__DOCUMENT__.
= = = = =
The invention relates to a bearing bracket for mounting an axle assembly including a trailing arm to a chassis of a vehicle, preferably a commercial vehicle, for example a lorry, a trailer or a semi-trailer. The bearing bracket comprises two opposite side plates each having a top end portion adapted to be welded to a chassis beam and a mounting portion provided with a mounting hole remote from the top end in a height direction. The mounting portions of the respective side plates are parallel and spaced apart from each other in a width direction for receiving a leading end of the trailing arm therebetween for pivotally mounting the trailing arm to the bearing bracket by means of a bolt extending through the mounting holes.

An example of such a bearing bracket is disclosed in EP 1 086 836 A1. This known bearing bracket is bent in one piece from sheet metal and has two side plates and a connecting plate interconnecting the side plates at a front side thereof. The bearing bracket is open at the rear. The bearing bracket has thus a U-shaped upper edge which is welded to a chassis beam. A similar bearing bracket is disclosed in EP 2 495 117 A2.

Another bearing bracket comprising two opposite side plates each having a top end portion adapted to be welded to a chassis beam is disclosed in DE 20 2004 018820 U1. This known bearing bracket has on each plate a front end protrusion and a rear end protrusion, curved towards the other side plate in the width direction. The front end protrusions and rear end protrusions of the side plates are positioned opposite each other, thereby forming a front side of a top end portion of the bearing bracket and a rear side of the top end portion of the bearing bracket. The front side and the rear side of the top end portion have the same width.

The present invention has for an object to provide a bearing bracket which provides a weight reduction in the vehicle and a sufficient life of the welding connection between the bearing bracket and the chassis beam.

This object is achieved by a bearing bracket according to claim 1.

The bearing bracket according to the invention has two initially separate side plates, which are welded to the chassis at the upper edge of the top end portion. The welded connection between the upper end of the bearing bracket and the chassis is the most critical part of the structure in view of the life of the structure. In particular the front side was found to be critical. A lower tension in the weld is achieved at the front side by narrowing the front side of the upper end portion of the bearing bracket according to the invention. The lower tension in the weld extends the lifetime of the welded connection.

In addition there may be reinforcement plates welded to the chassis beam at the location of the bearing bracket, In particular, if the bearing bracket is welded to a lower flange of an I- beam, there may be additional reinforcement plates welded to the upper flange and lower flange, and possibly to the web, of the I-beam, which reinforcement plates are used to guide loads from the bearing bracket into the beam. By the presently proposed bearing bracket, the tension at the weld is reduced, whereby at least a part of the reinforcement plates on the chassis beam can be omitted.
= = = = =
__ITEMS__.
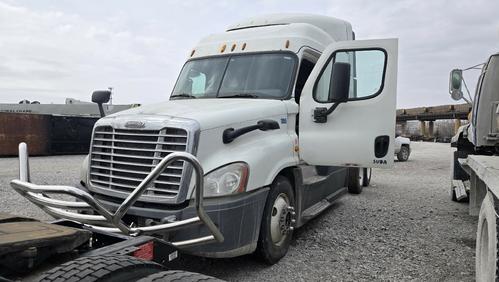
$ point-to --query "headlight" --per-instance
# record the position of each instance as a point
(226, 180)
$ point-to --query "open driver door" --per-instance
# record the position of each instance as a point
(347, 107)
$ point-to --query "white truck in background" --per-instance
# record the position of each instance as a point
(475, 165)
(402, 148)
(284, 113)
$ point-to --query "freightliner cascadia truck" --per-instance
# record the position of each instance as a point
(283, 113)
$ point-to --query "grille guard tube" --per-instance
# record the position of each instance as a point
(106, 220)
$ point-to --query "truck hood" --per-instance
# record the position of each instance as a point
(211, 113)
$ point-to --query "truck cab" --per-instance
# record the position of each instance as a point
(282, 112)
(481, 135)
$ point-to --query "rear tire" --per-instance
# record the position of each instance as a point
(102, 269)
(275, 232)
(403, 154)
(486, 241)
(458, 173)
(355, 180)
(178, 276)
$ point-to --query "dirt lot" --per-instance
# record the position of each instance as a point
(403, 227)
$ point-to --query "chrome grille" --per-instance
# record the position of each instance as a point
(121, 159)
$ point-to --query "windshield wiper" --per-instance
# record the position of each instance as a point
(241, 95)
(183, 95)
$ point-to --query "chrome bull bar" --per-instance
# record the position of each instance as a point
(106, 220)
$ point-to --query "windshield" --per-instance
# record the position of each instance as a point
(267, 76)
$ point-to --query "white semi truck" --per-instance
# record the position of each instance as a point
(475, 165)
(284, 114)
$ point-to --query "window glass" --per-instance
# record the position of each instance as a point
(267, 76)
(201, 77)
(366, 74)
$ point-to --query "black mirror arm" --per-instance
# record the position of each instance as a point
(230, 133)
(101, 110)
(321, 113)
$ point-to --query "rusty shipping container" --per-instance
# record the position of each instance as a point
(45, 134)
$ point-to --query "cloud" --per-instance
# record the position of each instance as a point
(69, 48)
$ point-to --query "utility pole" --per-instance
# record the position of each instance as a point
(111, 97)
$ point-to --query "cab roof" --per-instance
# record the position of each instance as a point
(281, 32)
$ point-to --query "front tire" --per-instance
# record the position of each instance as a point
(277, 222)
(403, 154)
(355, 180)
(486, 241)
(107, 268)
(366, 178)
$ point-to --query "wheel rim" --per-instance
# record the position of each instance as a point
(405, 154)
(280, 220)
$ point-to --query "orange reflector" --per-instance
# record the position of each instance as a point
(145, 251)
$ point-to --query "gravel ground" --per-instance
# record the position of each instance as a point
(403, 227)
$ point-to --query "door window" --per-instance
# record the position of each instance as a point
(367, 70)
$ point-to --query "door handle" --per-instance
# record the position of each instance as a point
(381, 144)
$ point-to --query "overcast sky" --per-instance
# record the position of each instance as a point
(50, 50)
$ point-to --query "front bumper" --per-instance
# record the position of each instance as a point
(100, 217)
(237, 217)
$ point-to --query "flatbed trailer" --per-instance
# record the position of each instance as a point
(484, 203)
(95, 245)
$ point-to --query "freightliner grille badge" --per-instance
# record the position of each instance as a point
(135, 124)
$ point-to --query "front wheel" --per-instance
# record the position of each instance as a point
(106, 268)
(486, 241)
(355, 180)
(403, 154)
(366, 176)
(277, 222)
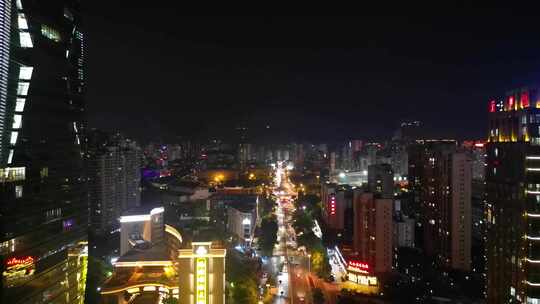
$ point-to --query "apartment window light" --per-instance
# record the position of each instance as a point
(50, 33)
(17, 121)
(22, 89)
(26, 40)
(21, 20)
(13, 139)
(19, 104)
(25, 73)
(10, 156)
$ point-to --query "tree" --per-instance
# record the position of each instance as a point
(302, 221)
(268, 238)
(318, 296)
(242, 274)
(319, 263)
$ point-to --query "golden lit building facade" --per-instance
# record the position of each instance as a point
(157, 264)
(203, 274)
(512, 205)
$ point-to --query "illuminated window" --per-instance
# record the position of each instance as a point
(17, 121)
(19, 105)
(13, 139)
(26, 40)
(18, 191)
(12, 174)
(22, 89)
(50, 33)
(10, 157)
(25, 73)
(23, 25)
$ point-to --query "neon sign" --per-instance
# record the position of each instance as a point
(22, 261)
(492, 106)
(525, 100)
(511, 103)
(332, 205)
(201, 280)
(358, 266)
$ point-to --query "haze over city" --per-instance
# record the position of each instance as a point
(149, 157)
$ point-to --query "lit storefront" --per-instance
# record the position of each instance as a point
(359, 273)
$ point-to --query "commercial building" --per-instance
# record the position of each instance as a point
(114, 182)
(404, 229)
(157, 262)
(43, 210)
(513, 193)
(373, 230)
(381, 180)
(241, 220)
(441, 178)
(203, 277)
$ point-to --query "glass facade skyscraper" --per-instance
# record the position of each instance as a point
(512, 205)
(43, 200)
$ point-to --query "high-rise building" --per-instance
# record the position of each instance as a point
(114, 180)
(513, 196)
(203, 278)
(442, 183)
(44, 209)
(373, 230)
(381, 180)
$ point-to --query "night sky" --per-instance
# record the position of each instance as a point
(155, 74)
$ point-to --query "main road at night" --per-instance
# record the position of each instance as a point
(293, 267)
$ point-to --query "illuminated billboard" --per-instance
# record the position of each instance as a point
(18, 270)
(201, 280)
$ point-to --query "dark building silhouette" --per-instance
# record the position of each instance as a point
(43, 202)
(513, 198)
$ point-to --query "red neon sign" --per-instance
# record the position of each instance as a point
(492, 106)
(511, 103)
(21, 261)
(525, 100)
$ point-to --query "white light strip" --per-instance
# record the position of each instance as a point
(5, 31)
(143, 263)
(134, 218)
(157, 210)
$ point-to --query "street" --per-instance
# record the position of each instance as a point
(292, 267)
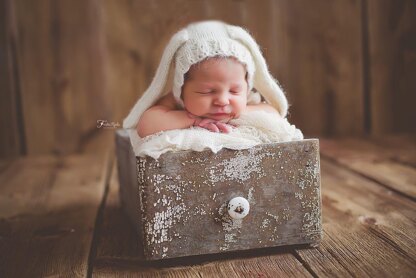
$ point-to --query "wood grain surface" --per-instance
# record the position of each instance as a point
(48, 207)
(62, 216)
(346, 66)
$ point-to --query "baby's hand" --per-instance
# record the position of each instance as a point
(211, 124)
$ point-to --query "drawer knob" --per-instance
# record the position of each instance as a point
(238, 208)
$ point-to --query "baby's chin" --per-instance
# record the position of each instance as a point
(219, 116)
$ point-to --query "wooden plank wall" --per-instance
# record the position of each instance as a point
(348, 67)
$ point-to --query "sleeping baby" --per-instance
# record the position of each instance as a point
(219, 75)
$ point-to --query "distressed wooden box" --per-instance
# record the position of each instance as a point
(178, 202)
= = = = =
__TASK TO COMPLETE__. Translate this sentence from the bearing bracket description into German: "The lower tension in the weld extends the lifetime of the welded connection." The lines after the text are not needed here.

__EXERCISE RESULT__. Die geringere Spannung in der Schweißnaht verlängert die Lebensdauer der Schweißverbindung.